- DIRECTIVE
Count how many lines of the entries below contain the string "camouflage", treating uppercase and lowercase as different, and give only the number.
— start THE DATA —
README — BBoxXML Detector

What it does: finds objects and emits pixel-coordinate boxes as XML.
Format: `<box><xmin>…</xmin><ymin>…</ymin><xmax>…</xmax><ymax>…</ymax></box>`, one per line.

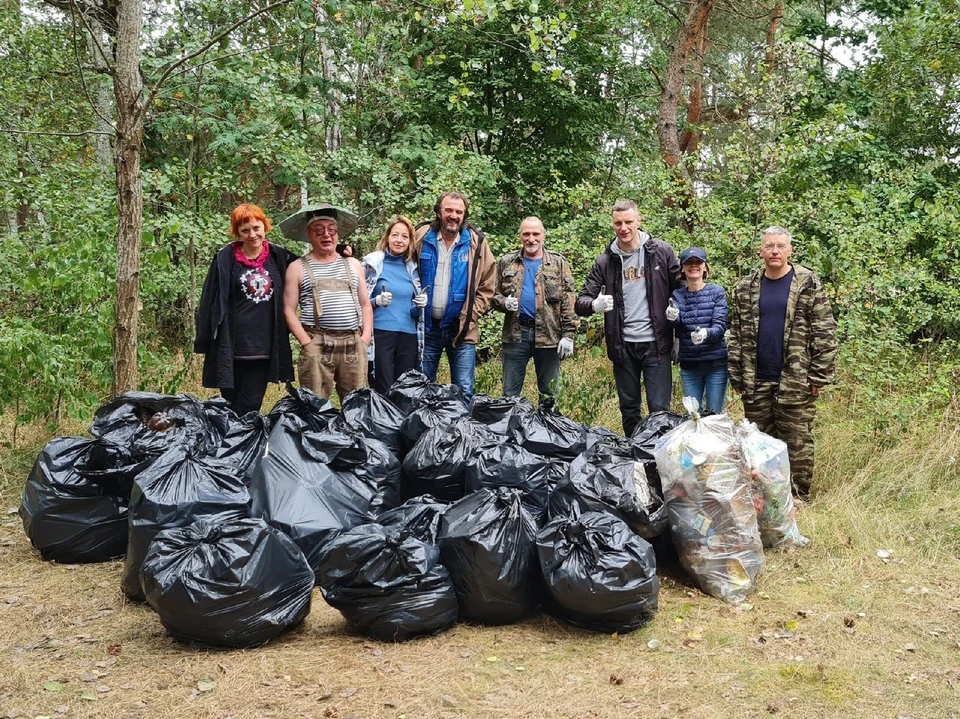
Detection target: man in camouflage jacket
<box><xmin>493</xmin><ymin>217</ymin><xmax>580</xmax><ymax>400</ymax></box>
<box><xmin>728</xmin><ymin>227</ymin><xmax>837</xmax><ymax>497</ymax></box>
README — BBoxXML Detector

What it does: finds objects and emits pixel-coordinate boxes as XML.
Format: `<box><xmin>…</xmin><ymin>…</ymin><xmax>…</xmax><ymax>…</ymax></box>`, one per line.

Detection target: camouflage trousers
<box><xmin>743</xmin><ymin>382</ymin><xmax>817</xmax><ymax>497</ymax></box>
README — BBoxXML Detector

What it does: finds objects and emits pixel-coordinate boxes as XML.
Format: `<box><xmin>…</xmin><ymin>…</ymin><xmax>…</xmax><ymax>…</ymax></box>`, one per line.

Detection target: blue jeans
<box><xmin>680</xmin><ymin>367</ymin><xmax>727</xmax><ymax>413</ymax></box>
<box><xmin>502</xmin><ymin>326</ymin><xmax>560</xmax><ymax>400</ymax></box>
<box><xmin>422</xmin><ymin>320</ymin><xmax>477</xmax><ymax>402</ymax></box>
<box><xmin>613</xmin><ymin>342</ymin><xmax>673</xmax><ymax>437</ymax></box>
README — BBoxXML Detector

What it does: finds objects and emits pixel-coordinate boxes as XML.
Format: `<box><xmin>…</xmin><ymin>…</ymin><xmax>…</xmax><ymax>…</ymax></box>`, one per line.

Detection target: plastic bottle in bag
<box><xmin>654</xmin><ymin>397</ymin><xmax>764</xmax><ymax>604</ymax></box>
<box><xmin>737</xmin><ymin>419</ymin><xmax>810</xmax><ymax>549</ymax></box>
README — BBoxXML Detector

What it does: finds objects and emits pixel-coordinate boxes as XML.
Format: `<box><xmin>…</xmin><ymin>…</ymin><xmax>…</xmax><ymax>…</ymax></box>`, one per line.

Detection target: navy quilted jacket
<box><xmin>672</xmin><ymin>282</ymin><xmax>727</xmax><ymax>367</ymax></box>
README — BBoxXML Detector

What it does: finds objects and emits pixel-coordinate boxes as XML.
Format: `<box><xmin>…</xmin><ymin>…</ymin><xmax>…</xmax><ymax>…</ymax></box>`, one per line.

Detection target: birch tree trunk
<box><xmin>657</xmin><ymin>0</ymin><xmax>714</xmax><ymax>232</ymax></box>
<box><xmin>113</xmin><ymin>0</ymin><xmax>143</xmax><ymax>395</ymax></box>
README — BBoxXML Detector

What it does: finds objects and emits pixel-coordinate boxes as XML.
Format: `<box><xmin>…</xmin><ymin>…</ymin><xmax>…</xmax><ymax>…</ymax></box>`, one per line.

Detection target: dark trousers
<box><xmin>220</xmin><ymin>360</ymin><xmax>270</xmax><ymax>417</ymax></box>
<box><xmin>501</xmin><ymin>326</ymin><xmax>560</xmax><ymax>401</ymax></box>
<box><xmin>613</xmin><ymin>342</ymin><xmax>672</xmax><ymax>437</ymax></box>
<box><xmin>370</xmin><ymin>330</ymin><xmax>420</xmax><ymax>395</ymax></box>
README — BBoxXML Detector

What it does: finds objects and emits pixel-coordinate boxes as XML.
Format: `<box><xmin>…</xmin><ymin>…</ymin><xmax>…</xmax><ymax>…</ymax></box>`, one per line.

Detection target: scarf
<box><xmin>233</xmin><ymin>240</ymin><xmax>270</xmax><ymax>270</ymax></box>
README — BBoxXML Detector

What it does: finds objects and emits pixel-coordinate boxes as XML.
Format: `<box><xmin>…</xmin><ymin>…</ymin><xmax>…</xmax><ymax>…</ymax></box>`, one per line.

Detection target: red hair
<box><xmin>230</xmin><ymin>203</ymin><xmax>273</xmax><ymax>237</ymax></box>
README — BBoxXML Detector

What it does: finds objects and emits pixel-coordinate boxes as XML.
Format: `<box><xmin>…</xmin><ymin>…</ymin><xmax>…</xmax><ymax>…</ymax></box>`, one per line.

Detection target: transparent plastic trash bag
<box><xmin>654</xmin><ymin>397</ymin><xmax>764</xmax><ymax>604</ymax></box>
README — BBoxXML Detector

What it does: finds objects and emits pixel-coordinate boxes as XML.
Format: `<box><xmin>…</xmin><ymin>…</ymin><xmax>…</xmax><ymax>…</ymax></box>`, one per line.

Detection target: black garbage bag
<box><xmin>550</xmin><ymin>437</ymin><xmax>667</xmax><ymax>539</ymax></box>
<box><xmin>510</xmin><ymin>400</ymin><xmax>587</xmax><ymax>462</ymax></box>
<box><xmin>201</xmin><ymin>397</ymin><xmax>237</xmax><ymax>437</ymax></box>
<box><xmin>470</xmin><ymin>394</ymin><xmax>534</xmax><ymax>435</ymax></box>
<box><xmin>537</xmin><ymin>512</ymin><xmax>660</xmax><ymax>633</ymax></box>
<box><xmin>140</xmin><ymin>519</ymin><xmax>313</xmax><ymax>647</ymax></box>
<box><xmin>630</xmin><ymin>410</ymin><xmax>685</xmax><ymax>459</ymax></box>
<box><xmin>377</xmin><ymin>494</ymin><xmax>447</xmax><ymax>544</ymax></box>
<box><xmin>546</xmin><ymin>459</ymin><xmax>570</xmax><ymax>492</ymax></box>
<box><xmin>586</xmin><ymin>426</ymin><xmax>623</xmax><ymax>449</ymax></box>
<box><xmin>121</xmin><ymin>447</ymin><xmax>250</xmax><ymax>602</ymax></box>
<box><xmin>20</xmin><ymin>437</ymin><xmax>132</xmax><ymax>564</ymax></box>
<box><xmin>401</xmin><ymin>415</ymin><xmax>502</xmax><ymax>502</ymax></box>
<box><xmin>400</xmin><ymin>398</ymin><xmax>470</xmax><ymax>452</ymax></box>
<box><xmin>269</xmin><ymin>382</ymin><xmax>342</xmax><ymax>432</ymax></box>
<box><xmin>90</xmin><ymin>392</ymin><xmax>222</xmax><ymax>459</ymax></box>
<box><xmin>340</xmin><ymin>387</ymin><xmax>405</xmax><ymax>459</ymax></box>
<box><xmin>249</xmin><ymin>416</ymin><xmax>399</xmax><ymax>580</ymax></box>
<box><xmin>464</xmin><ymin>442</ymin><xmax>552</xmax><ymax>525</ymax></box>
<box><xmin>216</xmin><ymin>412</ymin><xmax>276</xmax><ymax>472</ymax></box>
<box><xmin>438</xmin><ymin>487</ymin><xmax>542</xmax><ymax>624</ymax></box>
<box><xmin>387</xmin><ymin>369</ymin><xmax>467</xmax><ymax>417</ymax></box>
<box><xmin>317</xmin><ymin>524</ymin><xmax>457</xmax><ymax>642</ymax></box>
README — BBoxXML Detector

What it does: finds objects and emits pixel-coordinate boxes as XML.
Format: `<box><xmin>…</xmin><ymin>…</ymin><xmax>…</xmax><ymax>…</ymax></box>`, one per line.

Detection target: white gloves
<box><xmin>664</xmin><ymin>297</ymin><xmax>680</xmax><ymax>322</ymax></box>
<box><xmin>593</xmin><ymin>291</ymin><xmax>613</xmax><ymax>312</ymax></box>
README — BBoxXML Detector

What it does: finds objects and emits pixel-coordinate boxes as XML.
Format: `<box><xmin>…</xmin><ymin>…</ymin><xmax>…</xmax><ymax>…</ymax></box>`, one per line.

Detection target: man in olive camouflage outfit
— end THE DATA —
- TASK RESULT
3